→ **Written instruction**:
Reproduce all of the entries below verbatim, line by line, with every word and number left unchanged.

→ **Data extract**:
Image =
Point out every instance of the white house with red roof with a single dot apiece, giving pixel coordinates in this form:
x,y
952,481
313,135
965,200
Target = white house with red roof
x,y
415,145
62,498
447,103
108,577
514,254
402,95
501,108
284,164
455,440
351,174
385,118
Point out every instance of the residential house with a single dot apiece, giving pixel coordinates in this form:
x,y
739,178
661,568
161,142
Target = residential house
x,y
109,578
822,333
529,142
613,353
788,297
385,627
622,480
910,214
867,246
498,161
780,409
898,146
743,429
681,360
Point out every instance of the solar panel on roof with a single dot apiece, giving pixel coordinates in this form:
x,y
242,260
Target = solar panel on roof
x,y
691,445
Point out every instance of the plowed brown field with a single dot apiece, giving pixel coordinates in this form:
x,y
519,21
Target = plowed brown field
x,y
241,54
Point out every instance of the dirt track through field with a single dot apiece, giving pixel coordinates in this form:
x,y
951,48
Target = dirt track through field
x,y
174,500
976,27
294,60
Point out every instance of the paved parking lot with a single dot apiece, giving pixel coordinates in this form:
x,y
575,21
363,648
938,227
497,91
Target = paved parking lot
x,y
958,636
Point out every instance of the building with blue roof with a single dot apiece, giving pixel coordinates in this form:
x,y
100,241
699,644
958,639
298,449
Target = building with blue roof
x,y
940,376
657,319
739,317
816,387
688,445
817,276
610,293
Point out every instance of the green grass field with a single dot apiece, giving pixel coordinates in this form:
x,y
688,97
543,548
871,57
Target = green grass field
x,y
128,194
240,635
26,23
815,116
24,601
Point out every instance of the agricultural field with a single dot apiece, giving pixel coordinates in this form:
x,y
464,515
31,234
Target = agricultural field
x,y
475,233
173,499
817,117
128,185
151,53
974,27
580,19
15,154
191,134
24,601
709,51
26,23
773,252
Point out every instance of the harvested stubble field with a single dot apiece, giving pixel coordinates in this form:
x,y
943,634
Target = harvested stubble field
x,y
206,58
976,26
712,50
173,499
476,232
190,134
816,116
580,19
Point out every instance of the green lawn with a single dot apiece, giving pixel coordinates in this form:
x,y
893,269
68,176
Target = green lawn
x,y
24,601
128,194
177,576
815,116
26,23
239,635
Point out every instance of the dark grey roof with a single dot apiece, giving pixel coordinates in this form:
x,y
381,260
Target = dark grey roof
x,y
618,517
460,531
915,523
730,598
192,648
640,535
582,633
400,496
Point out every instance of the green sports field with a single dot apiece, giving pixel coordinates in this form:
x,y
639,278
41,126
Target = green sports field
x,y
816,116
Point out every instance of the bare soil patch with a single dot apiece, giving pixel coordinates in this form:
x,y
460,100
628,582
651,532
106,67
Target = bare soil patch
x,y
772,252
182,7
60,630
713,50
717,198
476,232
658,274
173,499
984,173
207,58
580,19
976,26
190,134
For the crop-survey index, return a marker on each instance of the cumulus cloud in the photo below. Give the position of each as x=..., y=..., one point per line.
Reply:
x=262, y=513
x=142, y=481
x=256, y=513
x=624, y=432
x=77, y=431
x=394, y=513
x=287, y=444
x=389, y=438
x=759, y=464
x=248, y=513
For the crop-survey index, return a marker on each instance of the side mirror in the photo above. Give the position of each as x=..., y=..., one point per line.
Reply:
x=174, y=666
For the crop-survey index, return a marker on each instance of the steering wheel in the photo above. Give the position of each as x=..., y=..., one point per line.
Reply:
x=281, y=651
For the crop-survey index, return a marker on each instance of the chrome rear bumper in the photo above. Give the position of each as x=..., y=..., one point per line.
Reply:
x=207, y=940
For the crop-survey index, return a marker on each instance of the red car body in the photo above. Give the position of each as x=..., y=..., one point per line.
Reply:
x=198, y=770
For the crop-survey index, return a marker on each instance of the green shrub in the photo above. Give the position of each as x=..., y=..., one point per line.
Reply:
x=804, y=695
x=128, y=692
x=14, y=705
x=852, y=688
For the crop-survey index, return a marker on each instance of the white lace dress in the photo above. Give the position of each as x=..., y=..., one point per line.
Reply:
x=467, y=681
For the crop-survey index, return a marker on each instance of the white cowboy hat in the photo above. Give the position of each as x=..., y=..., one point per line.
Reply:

→ **Solution to this exercise**:
Image =
Point out every instance of the white house with red roof with a single dot apiece, giving pixel coordinates in this form:
x,y
952,481
313,135
965,200
Target = white house with red roof
x,y
415,145
62,498
447,103
108,577
514,254
402,95
501,108
284,164
455,440
351,174
385,118
Point out every instance of the residential house with a single dot apiece, giving pixel coordinates in this form:
x,y
739,178
661,568
161,142
Target = residential house
x,y
109,578
822,333
529,142
613,353
788,297
385,627
622,480
910,214
867,246
498,161
780,409
898,146
743,429
681,360
Point out every instance of the solar panel on roof with a single dot apiece, giving pixel coordinates in this form:
x,y
242,260
Target = solar panel on roof
x,y
691,445
Point out every instance of the plowed brown field with a single dot apiece, giving pixel coordinates in this form:
x,y
519,21
Target = plowed brown field
x,y
241,54
Point out every instance of the dirt track through field with a single dot apiece, giving pixel coordinates in this form:
x,y
951,48
Target = dirt track through field
x,y
174,500
976,27
294,60
Point out every instance of the paved parking lot with a single dot apiece, giving pixel coordinates in this form:
x,y
575,21
363,648
938,227
497,91
Target = paved parking lot
x,y
958,636
Point out every instance of the building with blue roof with a single dot apiece, giving pixel coordinates in this form:
x,y
100,241
699,644
958,639
298,449
Target = building with blue roof
x,y
940,376
657,319
739,317
816,387
688,445
817,276
610,293
Point out every instance of the green grass field with a single dot apiece, giving pixel coordinates in this form:
x,y
688,97
543,548
871,57
Target = green grass field
x,y
128,194
240,635
26,23
815,116
24,601
Point out every instance of the agricultural field with a single dot apiece, giving pixel coordinates in this form:
x,y
464,515
31,234
Target = agricultural field
x,y
475,233
173,499
817,117
128,185
151,53
974,27
580,19
15,154
191,134
24,601
709,51
26,23
773,252
Point out every instance of the harvested stubble field with a single dot apiece, giving pixel coordinates in this form:
x,y
943,634
Target = harvested stubble field
x,y
206,58
976,26
712,50
173,499
476,232
190,134
816,116
580,19
Point out every instance of the green lawn with a single dot apiece, giving pixel coordinates in this form:
x,y
893,269
68,176
Target = green lawn
x,y
24,601
128,194
177,576
815,116
26,23
239,635
Point out every instance of the dark grey roof with a single dot apiece, giving pixel coordinates in this form:
x,y
381,260
Target = dark grey roof
x,y
618,517
460,531
915,523
730,598
192,648
640,535
582,633
400,496
Point out every instance of the green sports field with a single dot apiece, giving pixel coordinates in this form:
x,y
639,278
41,126
Target = green sports field
x,y
816,116
Point out every instance of the bare soil patch with a single dot apiece, giving pixel coordinates in this form:
x,y
460,100
628,582
651,532
106,67
Target = bare soil patch
x,y
772,252
182,7
60,630
713,50
717,198
476,232
658,274
173,499
984,173
207,58
580,19
976,26
190,134
For the crop-survey index, return a marker on each instance of the cumulus cloud in the photo below. Give the position of each as x=..., y=..., one point per line.
Reply:
x=262, y=513
x=142, y=481
x=256, y=513
x=624, y=432
x=77, y=431
x=394, y=513
x=287, y=444
x=389, y=438
x=759, y=464
x=248, y=513
For the crop-survey index, return a marker on each instance of the side mirror in the photo above. Give the position of each as x=..., y=..., one point per line.
Reply:
x=174, y=666
For the crop-survey index, return a marker on each instance of the steering wheel in the photo above. Give the position of each as x=..., y=..., one point per line.
Reply:
x=281, y=651
For the crop-survey index, return a marker on each instance of the chrome rear bumper in the photo above. Give the position of each as x=..., y=..., one point per line.
Reply:
x=207, y=940
For the crop-survey index, return a marker on each instance of the red car body in the photo above. Give the position of each as x=..., y=..., one point per line.
Reply:
x=198, y=770
For the crop-survey index, return a marker on each instance of the green shrub in the photo above. Give the position of each as x=..., y=..., one point per line.
Reply:
x=804, y=695
x=128, y=692
x=14, y=705
x=852, y=688
For the crop-survey index, return a marker on each instance of the white lace dress in the photo above. Give the position of each as x=..., y=..., one point per line.
Reply:
x=467, y=681
For the crop-survey index, return a marker on each instance of the white cowboy hat in the photo above. Give the position of each as x=..., y=..., one point per line.
Reply:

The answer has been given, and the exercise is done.